Tell how many lines in the data contain the string "leather", using a single number as the whole reply.

START Raw data

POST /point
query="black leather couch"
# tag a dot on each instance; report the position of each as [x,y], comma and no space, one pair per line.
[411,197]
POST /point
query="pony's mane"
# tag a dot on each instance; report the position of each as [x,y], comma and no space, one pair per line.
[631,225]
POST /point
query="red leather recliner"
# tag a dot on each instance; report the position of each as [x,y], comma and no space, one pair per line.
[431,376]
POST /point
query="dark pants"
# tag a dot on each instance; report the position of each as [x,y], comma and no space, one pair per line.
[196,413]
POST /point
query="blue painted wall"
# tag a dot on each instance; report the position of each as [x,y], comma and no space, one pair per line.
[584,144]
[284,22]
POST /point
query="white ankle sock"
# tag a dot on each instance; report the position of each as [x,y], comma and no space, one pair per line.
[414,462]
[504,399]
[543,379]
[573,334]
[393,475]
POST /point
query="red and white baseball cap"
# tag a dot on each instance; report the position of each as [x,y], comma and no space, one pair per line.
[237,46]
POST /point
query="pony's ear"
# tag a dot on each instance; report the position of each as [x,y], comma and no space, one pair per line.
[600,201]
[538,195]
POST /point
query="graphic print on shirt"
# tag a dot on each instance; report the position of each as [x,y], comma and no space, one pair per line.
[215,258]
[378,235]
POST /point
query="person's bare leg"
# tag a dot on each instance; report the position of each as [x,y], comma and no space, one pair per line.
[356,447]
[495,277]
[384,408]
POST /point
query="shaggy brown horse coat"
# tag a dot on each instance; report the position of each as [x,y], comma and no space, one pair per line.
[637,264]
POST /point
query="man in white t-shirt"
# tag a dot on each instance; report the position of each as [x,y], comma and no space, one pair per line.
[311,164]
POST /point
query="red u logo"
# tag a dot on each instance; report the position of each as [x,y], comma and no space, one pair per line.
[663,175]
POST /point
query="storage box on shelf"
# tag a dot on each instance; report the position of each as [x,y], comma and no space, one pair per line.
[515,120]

END Raw data
START Raw data

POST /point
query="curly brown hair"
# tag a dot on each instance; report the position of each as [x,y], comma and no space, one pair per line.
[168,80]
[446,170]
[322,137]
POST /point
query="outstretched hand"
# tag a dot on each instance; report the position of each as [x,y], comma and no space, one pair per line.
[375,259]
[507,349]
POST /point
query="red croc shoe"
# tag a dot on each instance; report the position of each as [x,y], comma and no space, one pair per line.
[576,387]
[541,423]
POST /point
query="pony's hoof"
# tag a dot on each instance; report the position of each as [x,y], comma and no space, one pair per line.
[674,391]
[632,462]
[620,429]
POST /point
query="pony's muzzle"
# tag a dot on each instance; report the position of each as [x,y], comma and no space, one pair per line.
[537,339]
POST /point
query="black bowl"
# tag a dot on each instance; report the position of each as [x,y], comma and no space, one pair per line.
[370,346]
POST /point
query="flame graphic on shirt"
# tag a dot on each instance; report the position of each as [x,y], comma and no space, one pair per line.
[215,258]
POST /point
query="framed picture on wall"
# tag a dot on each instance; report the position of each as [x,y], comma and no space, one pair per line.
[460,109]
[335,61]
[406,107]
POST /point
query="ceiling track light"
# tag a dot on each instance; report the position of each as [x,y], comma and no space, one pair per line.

END Raw data

§ Result:
2